EXERCISE INPUTS ->
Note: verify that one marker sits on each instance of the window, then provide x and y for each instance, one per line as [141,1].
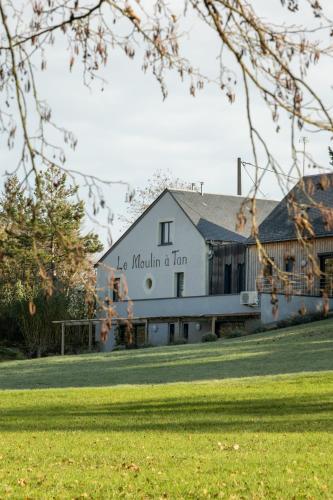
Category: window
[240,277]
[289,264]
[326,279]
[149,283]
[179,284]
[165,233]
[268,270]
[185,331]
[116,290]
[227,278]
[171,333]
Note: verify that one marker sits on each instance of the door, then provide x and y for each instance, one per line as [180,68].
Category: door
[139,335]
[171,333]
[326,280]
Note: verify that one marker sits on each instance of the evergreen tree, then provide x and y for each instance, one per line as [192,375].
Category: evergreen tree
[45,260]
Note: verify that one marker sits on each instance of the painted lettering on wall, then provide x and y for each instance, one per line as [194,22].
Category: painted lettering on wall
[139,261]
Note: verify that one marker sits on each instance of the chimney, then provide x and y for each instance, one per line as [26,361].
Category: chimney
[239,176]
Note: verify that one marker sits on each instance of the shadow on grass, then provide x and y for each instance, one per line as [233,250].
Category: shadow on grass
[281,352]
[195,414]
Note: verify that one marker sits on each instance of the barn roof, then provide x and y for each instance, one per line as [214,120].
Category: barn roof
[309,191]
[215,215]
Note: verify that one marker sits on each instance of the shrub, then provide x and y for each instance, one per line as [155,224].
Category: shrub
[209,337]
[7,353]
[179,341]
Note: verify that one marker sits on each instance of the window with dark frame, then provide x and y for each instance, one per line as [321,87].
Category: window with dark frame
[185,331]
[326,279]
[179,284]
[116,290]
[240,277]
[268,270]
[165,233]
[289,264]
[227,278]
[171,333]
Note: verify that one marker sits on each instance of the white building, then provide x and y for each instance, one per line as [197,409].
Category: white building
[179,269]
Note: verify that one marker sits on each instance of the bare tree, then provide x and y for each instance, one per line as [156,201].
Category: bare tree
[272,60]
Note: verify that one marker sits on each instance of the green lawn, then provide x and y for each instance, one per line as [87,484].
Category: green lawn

GIVEN TASK -> Copy the material above word for word from start to finish, leaving out the picture.

TASK RESPONSE ->
Note: verify that one marker sits on each instance of the window, then provide x and y for each instance, one per line as [141,1].
Category: window
[240,277]
[289,264]
[326,279]
[149,283]
[179,284]
[165,233]
[268,270]
[185,331]
[116,290]
[227,278]
[171,333]
Note: verify that one marker sits on each instance of the door, then provide x and y for each instance, one per line as [180,68].
Category: door
[139,335]
[171,333]
[326,280]
Note: verify that one marker sits on each instance of the evergreen tree, then provide x and y for each instance, one per line as [192,375].
Category: evergreen tree
[45,260]
Note: verify that one marker sits on each instance of the painted lettering on wall, then provide x and y for each instance, one per line as [194,22].
Category: painted lettering on wall
[139,261]
Note: verify that one marker sits on each instance of the chimney, then provide x and y for each instance, one per line as [26,361].
Category: chimney
[239,176]
Note: verify that one marker sits on each instance of the shadow on grass, then provide x and y for each instance, one per line as [233,250].
Category: shadow on grass
[281,352]
[195,414]
Note: verify that one marker sits on each instance of the barn roof, then provide x and y for each instance, one per line as [214,120].
Category: barn roof
[309,191]
[215,215]
Note: verify that one marker sits on each instance of the shrub, then provide x and y for each instance, one per line as [155,224].
Category: shrub
[209,337]
[7,353]
[179,341]
Note: verify that one marker sits on each instance of the window with dark frame, then provide x and y for each instance, one per line as [321,87].
Category: window with dark frame
[185,331]
[326,279]
[179,284]
[116,290]
[240,277]
[268,270]
[165,233]
[289,264]
[227,278]
[171,333]
Note: verify that one marker sits on each instance of the white building, then provide x and y for each instance, one per line as [197,409].
Category: white building
[179,269]
Note: verify that one marker sits on each instance of the bare tree, then provide x and y for each instance, one per line as [156,201].
Category: bare tree
[272,60]
Note: verify that one marker sits on each instance of the green lawn, then provide x and y for each instance, one per line as [87,484].
Category: green lawn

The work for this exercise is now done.